• What is being asked: In the essay below about a mother's macular degeneration, condense the paragraph beginning "When my mother was about 94 years old" into a shorter version that keeps its main facts.

BEGIN Excerpt

My mother had age-related macular degeneration.
It is likely she was in her early 70s when it was first diagnosed. Yet when she came to live with us for 11 years, she never once mentioned her deteriorating vision. The life-changing medications of today did not exist back then, and so it definitely was easy for me to ignore her lurking AMD.
I never thought much about how it might someday impact my life as well.
I much preferred to relate to all the positives I inherited from my mom, and there were many. Yes, I would hypothesize; one negative we shared was osteoarthritis. And sure, there was all that dizziness and vertigo stuff. But AMD and I were not related.
When my mother was about 94 years old and living in a nursing home, I noticed that she always had to sit under a bright light to bentch (recite the Grace after Meals) after eating in the communal dining room. Still, I continued to be totally in the dark (forgive the pun) about her vision. All I could see was her devotion to bentching.
My mother was a religious woman whose love of her Creator was reflected in observing mitzvot; acknowledging God’s kindnesses after eating was a given. Perhaps she agreed with Rabbi Lord Jonathan Sacks z”l, who wrote: “The world we build tomorrow is born in the prayers we say today.”
I hated watching my mom struggle, and I thought the problem could be solved easily. I called JBI International (previously called Jewish Braille Institute) and ordered a large print bentcher.

END Excerpt
BEGIN Supplied information

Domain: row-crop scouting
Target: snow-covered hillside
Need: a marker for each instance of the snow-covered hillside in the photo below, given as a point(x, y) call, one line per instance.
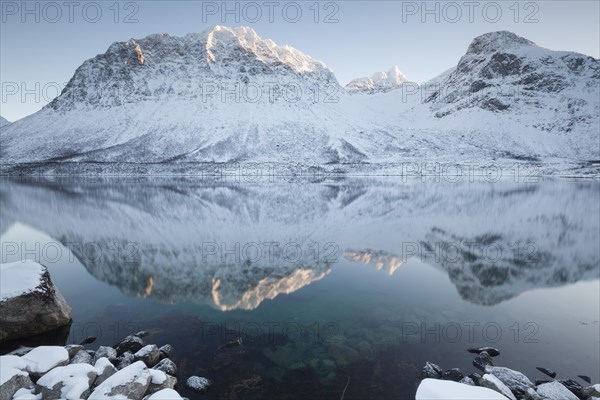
point(4, 122)
point(227, 95)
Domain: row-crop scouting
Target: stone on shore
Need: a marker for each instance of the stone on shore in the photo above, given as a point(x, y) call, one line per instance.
point(30, 303)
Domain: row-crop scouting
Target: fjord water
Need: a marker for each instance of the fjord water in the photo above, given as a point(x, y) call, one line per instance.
point(329, 283)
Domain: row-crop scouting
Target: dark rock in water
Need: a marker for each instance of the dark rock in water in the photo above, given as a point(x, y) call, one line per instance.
point(125, 359)
point(150, 355)
point(18, 380)
point(198, 383)
point(73, 349)
point(82, 357)
point(493, 352)
point(453, 374)
point(88, 340)
point(165, 351)
point(574, 387)
point(482, 360)
point(475, 377)
point(130, 343)
point(167, 366)
point(585, 378)
point(548, 372)
point(515, 380)
point(431, 370)
point(105, 351)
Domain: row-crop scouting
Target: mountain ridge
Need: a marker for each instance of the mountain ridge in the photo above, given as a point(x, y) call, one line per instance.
point(227, 95)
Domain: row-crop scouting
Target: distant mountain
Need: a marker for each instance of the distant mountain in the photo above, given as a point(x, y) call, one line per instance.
point(227, 95)
point(380, 82)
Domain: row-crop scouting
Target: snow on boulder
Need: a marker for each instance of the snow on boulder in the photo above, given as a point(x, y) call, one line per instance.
point(129, 383)
point(43, 358)
point(69, 382)
point(435, 389)
point(12, 361)
point(555, 391)
point(11, 380)
point(26, 394)
point(165, 394)
point(30, 304)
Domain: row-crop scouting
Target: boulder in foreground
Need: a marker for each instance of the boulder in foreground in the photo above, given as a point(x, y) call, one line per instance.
point(30, 303)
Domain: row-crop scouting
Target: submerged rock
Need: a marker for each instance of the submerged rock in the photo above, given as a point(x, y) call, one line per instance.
point(106, 352)
point(130, 343)
point(30, 303)
point(515, 380)
point(545, 371)
point(11, 380)
point(483, 360)
point(167, 366)
point(69, 382)
point(555, 391)
point(129, 383)
point(492, 351)
point(453, 374)
point(199, 384)
point(42, 359)
point(150, 355)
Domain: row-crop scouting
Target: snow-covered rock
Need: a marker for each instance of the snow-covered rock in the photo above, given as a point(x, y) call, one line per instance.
point(30, 303)
point(198, 383)
point(491, 382)
point(149, 354)
point(105, 370)
point(71, 382)
point(515, 380)
point(434, 389)
point(44, 358)
point(129, 383)
point(12, 380)
point(165, 394)
point(554, 391)
point(165, 99)
point(380, 82)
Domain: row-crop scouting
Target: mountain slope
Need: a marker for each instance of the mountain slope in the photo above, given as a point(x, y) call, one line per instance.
point(227, 95)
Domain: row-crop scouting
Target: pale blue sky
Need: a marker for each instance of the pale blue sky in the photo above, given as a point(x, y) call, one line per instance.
point(369, 35)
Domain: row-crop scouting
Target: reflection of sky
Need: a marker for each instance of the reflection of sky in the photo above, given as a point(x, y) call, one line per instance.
point(563, 331)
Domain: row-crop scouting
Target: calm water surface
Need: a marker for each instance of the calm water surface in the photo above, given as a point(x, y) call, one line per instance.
point(353, 281)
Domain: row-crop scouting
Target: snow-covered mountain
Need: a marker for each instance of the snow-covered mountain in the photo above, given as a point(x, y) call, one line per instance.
point(380, 82)
point(227, 95)
point(547, 233)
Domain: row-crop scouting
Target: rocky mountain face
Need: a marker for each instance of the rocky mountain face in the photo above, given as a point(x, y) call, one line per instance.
point(380, 82)
point(226, 95)
point(502, 72)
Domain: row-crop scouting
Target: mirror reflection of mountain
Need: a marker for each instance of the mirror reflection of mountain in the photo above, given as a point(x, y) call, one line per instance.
point(234, 246)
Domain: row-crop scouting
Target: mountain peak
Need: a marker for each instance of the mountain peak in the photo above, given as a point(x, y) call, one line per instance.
point(378, 82)
point(499, 40)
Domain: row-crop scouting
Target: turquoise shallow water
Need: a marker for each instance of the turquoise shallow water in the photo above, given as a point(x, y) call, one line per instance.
point(377, 276)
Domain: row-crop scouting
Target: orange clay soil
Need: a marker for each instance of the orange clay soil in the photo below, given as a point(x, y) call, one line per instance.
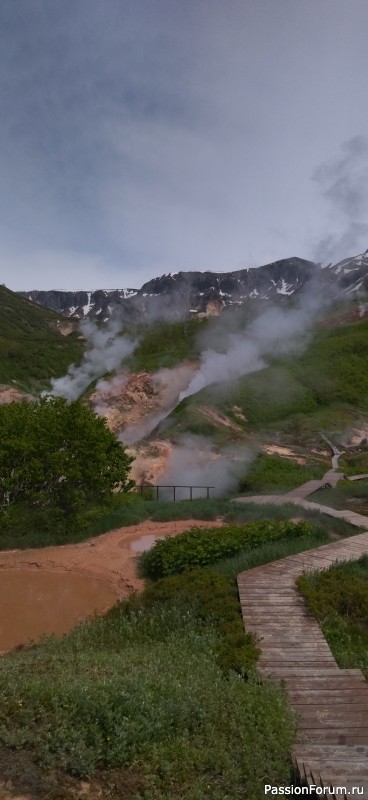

END Supplied information

• Response: At about 94, while living in a nursing home, the writer's mother always needed to sit under a bright light to bentch (recite the Grace after Meals) after eating in the communal dining room. The writer still remained unaware of her failing vision and saw only her devotion to bentching.